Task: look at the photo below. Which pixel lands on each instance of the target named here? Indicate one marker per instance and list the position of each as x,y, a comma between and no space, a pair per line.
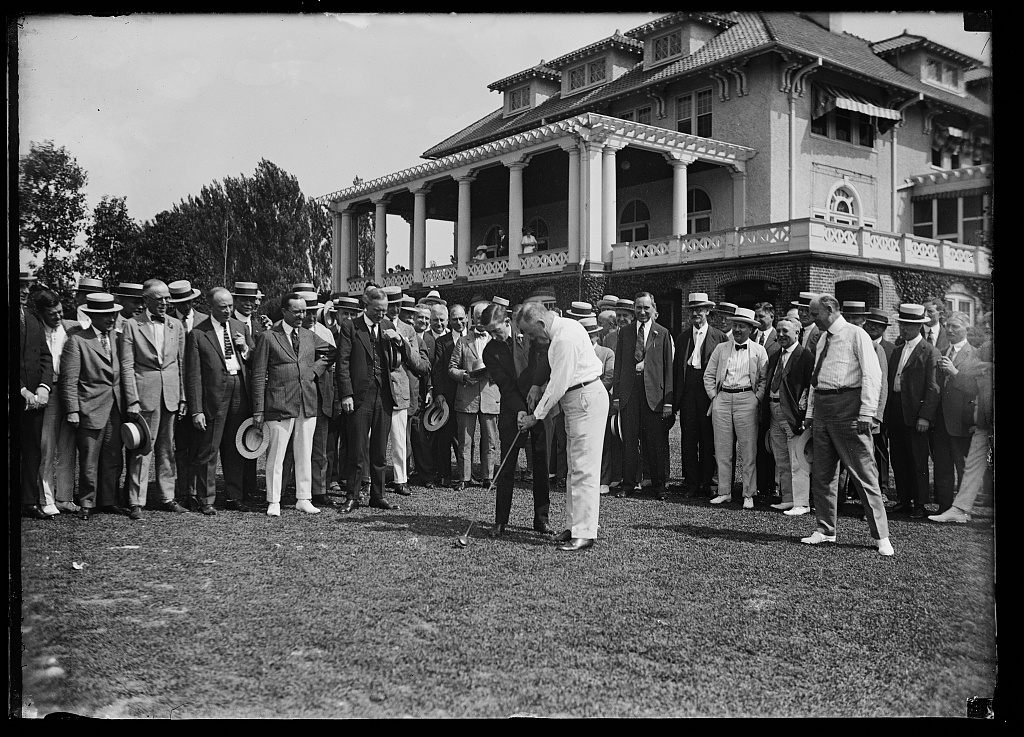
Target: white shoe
306,506
950,515
817,537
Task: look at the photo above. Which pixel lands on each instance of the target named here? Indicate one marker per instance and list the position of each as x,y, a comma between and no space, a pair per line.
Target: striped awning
828,98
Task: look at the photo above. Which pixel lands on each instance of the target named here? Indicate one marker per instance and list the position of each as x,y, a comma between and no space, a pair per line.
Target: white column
515,213
738,199
343,234
380,240
608,203
419,257
465,231
572,240
592,249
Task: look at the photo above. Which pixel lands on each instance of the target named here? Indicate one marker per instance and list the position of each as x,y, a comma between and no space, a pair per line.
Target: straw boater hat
136,437
246,289
181,291
911,313
100,302
251,441
804,300
698,299
580,309
879,315
854,308
745,315
433,297
128,289
87,284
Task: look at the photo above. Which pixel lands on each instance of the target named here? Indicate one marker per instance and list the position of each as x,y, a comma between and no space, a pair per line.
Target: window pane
947,216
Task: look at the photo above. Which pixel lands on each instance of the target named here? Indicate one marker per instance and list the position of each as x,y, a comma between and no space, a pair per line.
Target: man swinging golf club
576,385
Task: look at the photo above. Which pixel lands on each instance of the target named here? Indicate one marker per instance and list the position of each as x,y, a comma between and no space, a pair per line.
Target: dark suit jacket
657,384
919,389
90,382
284,382
796,381
684,345
37,363
206,369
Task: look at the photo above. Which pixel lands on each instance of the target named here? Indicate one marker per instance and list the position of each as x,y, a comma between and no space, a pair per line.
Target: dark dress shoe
577,544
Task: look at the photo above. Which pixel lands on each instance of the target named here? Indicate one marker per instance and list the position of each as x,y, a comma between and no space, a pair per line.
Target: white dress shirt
572,361
907,350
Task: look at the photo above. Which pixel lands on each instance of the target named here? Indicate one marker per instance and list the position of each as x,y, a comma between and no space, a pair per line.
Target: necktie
821,359
639,350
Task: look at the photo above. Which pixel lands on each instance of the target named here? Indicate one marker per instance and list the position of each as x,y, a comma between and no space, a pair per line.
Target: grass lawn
681,609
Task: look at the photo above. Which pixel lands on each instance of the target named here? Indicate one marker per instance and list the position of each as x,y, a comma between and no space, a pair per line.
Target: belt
581,386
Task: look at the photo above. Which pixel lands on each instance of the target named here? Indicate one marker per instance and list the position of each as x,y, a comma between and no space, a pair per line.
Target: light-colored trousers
57,449
586,413
161,424
794,480
300,431
735,417
399,444
974,472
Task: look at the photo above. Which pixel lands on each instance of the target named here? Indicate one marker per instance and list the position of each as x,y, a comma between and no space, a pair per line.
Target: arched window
635,222
697,211
540,230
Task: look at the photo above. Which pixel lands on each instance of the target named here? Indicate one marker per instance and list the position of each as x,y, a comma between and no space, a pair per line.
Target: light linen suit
734,416
155,385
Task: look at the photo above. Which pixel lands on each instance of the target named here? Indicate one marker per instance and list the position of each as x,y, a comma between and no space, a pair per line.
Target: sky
155,106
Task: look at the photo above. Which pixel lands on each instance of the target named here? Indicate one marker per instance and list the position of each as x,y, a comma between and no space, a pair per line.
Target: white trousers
399,444
300,430
586,413
57,447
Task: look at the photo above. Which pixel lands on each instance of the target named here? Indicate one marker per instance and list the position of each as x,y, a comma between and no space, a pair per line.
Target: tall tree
51,211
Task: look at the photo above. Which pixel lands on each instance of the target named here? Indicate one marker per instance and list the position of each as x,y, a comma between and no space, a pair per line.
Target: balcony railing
796,235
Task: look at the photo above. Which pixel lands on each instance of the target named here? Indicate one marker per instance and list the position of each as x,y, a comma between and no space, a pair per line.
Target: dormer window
668,46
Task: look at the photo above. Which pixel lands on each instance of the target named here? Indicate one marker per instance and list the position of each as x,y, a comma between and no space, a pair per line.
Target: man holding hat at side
90,391
734,381
694,344
841,408
217,388
913,401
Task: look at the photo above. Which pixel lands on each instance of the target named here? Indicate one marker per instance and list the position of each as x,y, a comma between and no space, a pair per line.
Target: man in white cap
574,385
694,345
841,408
913,401
91,394
734,380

++++++++++

## Directive
Identify every line in the records above that contains the word "shoe", and copy each of those lines in full.

## Result
Target: white shoe
Target: dark dress shoe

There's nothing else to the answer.